==== DATA SHOWN

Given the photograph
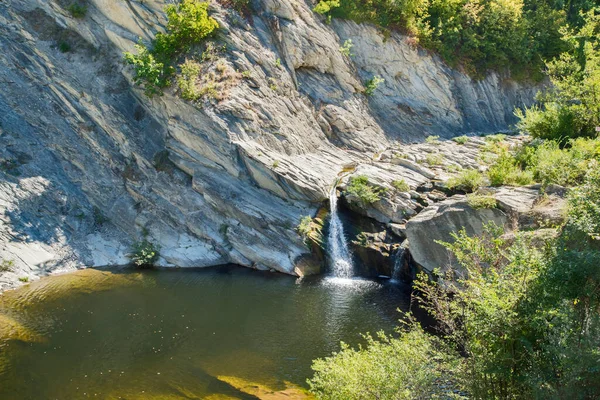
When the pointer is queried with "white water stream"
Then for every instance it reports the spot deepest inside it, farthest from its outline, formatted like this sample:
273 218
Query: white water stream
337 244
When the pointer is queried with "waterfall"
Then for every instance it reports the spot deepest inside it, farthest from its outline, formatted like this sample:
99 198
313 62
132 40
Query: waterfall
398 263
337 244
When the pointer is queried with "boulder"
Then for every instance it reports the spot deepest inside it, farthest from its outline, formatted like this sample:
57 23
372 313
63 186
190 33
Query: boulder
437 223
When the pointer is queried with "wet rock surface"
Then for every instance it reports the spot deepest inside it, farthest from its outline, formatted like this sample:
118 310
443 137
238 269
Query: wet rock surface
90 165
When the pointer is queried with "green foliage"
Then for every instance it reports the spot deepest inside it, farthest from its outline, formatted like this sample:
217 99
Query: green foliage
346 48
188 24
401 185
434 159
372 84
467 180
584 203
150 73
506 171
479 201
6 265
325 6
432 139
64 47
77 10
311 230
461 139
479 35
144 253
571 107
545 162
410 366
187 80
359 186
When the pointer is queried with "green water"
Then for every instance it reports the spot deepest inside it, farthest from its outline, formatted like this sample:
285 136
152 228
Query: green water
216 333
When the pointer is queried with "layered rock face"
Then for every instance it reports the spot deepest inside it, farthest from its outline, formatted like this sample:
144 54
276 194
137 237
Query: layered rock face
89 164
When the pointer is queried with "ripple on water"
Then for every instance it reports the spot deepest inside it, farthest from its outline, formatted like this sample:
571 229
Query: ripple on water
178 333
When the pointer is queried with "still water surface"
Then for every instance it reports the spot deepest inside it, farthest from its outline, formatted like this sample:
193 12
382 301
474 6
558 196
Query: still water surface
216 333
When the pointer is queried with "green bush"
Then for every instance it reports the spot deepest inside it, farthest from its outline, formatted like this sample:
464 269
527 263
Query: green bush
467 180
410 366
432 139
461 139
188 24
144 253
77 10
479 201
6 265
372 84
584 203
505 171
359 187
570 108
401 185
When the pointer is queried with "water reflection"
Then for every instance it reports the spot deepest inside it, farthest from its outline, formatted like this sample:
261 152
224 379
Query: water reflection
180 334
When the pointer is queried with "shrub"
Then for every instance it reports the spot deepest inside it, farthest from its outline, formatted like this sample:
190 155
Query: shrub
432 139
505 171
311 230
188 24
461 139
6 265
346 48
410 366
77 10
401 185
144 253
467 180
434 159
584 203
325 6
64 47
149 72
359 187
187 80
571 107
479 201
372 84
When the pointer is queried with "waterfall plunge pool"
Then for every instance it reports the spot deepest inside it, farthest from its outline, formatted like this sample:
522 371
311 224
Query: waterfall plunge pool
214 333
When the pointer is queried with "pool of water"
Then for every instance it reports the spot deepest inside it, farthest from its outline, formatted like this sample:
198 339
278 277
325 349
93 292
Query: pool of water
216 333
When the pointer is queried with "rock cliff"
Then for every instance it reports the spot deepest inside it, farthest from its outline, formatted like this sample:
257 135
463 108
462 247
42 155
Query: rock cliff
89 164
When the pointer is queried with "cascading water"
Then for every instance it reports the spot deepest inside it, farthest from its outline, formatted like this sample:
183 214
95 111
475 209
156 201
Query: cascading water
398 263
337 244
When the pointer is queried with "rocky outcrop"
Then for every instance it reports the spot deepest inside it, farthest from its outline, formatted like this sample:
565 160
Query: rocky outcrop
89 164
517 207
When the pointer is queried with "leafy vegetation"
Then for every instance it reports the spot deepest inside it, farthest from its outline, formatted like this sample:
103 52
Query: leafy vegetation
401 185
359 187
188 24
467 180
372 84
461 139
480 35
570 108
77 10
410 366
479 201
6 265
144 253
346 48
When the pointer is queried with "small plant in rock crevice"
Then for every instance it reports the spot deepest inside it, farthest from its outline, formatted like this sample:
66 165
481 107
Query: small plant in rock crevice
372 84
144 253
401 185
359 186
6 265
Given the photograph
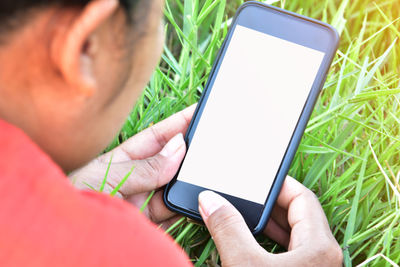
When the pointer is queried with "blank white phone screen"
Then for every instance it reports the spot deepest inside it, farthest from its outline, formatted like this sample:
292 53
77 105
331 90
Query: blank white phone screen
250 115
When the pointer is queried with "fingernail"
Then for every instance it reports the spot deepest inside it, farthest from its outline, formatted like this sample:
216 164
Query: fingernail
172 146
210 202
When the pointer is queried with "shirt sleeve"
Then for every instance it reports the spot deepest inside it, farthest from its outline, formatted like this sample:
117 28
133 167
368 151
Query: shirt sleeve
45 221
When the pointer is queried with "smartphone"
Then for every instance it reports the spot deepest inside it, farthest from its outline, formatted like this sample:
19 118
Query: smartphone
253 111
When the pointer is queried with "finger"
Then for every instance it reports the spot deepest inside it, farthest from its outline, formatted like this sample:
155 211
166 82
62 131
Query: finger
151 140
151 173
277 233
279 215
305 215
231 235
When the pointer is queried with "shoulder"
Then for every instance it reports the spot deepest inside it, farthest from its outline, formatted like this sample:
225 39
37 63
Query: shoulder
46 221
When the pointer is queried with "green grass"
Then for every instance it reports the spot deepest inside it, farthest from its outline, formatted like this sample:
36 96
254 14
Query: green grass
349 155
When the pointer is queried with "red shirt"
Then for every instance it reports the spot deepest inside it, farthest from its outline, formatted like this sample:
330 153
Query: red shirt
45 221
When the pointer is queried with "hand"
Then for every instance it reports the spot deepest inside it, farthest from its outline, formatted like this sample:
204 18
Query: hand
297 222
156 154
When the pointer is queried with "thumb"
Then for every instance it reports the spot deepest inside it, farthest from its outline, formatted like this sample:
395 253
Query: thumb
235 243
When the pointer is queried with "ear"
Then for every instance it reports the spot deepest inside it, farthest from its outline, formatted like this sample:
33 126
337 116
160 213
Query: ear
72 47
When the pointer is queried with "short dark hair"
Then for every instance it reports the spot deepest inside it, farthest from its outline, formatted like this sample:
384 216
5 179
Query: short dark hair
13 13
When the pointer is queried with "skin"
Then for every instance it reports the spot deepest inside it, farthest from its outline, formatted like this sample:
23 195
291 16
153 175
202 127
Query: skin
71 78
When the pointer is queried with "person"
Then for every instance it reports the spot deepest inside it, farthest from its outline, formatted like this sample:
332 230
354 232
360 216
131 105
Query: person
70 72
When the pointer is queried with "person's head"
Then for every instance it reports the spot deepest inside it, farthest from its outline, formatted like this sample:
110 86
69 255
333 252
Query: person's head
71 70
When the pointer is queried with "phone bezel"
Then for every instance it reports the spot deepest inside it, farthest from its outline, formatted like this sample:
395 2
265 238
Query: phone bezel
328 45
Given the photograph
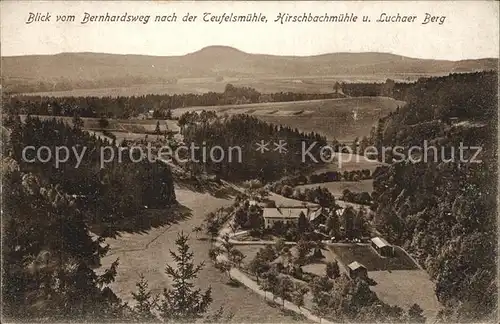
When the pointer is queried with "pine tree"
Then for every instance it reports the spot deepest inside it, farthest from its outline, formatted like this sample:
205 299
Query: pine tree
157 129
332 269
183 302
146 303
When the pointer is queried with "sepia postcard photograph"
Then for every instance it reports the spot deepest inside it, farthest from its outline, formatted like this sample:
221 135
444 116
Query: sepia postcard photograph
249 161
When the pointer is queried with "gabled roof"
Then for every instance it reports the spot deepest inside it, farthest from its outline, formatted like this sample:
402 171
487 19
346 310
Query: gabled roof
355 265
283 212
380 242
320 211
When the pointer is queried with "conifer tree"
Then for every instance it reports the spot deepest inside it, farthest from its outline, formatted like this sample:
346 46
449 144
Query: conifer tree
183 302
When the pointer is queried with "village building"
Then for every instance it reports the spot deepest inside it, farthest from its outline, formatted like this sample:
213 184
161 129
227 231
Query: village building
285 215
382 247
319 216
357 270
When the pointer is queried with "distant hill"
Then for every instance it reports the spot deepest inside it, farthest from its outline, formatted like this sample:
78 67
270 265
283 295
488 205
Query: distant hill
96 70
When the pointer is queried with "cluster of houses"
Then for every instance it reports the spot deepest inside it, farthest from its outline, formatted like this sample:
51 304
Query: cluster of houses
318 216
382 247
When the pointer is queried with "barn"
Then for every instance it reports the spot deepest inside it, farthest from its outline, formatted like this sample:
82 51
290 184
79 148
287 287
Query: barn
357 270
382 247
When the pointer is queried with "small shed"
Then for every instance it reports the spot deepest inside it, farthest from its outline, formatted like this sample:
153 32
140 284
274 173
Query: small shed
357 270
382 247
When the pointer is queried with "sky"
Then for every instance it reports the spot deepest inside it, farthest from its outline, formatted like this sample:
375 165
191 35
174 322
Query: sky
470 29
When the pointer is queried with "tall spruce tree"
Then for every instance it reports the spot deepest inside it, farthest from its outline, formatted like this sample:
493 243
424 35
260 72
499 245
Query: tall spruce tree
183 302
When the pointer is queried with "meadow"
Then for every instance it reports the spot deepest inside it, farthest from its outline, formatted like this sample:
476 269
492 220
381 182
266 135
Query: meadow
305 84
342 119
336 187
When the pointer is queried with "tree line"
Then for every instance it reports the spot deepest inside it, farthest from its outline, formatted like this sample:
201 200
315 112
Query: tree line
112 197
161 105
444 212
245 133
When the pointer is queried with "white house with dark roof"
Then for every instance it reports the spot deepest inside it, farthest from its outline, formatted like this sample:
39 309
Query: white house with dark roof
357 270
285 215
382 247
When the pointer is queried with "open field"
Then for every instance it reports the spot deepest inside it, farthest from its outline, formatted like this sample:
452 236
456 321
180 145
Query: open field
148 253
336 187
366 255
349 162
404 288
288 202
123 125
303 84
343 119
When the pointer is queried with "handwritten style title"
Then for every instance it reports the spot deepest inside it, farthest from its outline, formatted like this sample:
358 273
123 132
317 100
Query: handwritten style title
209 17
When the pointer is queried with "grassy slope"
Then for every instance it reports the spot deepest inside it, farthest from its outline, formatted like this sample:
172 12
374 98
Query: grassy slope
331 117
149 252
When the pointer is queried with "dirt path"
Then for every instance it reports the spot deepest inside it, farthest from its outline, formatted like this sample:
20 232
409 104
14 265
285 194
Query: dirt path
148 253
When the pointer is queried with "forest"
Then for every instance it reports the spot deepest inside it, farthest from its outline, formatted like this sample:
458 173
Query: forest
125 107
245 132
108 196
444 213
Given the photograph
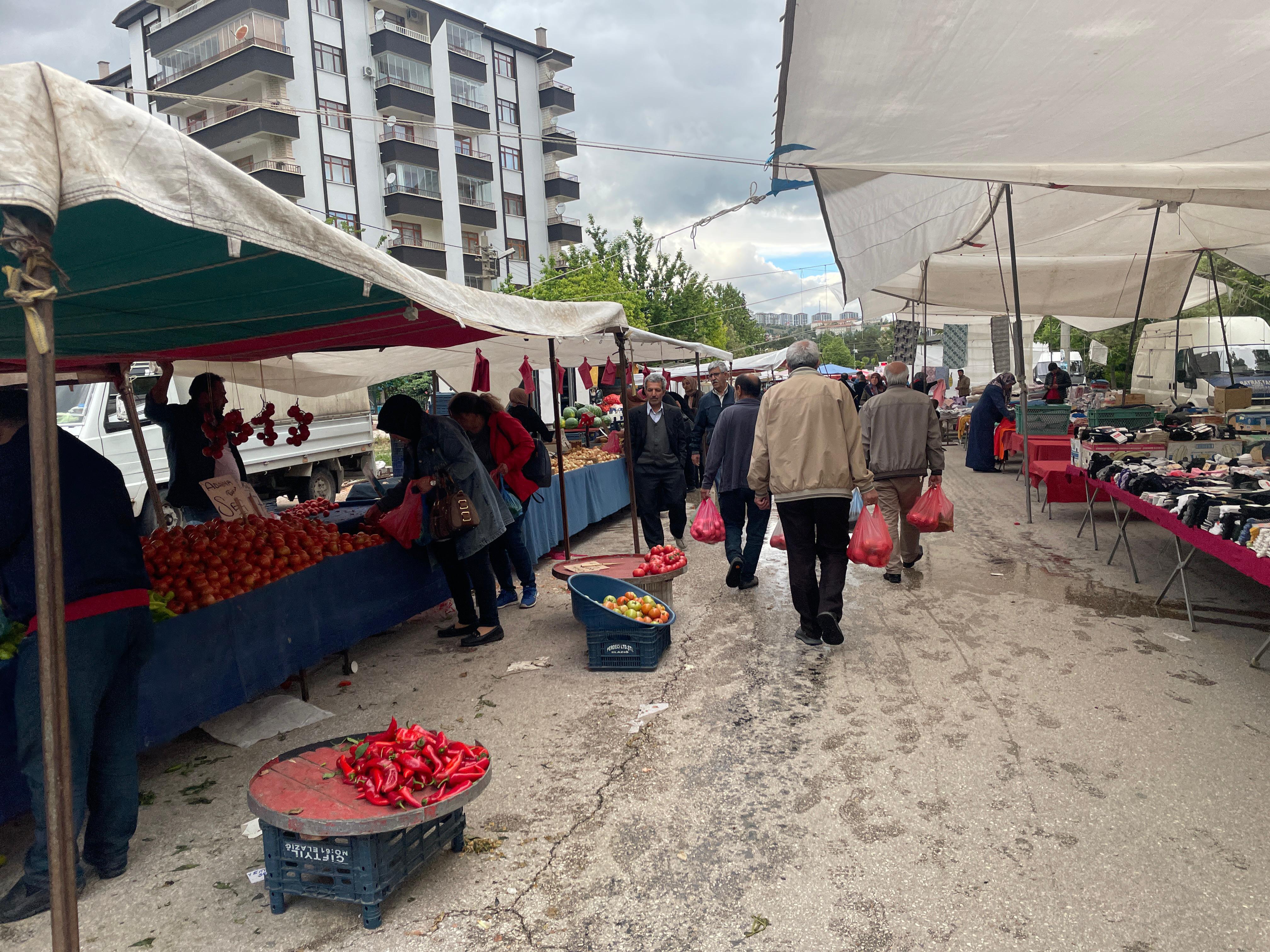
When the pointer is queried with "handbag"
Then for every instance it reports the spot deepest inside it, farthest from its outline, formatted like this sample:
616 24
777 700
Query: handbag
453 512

========

WHAT YOU NEED TO DO
Identify every line in the data above that contains the word "layered", matching case exactly, and copy each of those lines.

THE RESULT
When the pointer is queried with "layered rock face"
Query: layered rock face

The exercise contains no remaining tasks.